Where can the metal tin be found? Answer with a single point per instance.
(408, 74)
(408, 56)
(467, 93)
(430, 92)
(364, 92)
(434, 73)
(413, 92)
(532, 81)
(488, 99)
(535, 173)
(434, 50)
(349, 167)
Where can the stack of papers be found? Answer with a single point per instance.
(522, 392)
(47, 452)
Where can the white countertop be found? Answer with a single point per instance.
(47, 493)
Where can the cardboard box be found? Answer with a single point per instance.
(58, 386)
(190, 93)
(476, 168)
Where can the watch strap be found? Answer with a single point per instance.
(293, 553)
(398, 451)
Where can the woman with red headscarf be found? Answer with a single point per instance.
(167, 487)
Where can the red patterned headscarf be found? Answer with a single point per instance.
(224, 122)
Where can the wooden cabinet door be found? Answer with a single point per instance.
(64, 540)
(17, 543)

*Task objective*.
Each record above should be returned exactly as it appears.

*Solution to the exercise*.
Where can the metal tin be found? Answer with a single point per instance.
(408, 74)
(408, 56)
(467, 93)
(430, 92)
(364, 92)
(434, 73)
(413, 92)
(532, 81)
(488, 99)
(535, 173)
(434, 50)
(349, 167)
Where can the stack of papers be found? Answer with a single point per instance.
(522, 392)
(47, 452)
Where can the white countertop be found? Answer with a single point per instance.
(47, 493)
Where can the cardboard box be found? Answer with a single point per instance.
(58, 386)
(190, 93)
(476, 168)
Where can the watch strap be found? Answer with a single point per instance.
(293, 553)
(398, 451)
Where can the woman with red headscarf be found? Answer with a single point per instance.
(167, 487)
Where can the red patterned headscarf be found? Answer with a single point per instance.
(224, 122)
Where can the wooden cabinet door be found? Answer with a single point per instance.
(64, 540)
(17, 543)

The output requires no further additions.